> [What to do]: Copy each of the items below word for word, with nothing changed.

> [Stored records]:
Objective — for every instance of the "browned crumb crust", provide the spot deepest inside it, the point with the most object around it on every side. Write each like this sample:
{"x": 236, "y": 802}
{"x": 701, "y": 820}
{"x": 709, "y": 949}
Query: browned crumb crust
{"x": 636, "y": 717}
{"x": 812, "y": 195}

> [Response to this exercise]:
Objective — for every instance of the "browned crumb crust", provide the spot deepest inside it, the point with the most object around it on every side. Write each like this sample:
{"x": 236, "y": 802}
{"x": 701, "y": 820}
{"x": 709, "y": 949}
Query: browned crumb crust
{"x": 636, "y": 717}
{"x": 812, "y": 195}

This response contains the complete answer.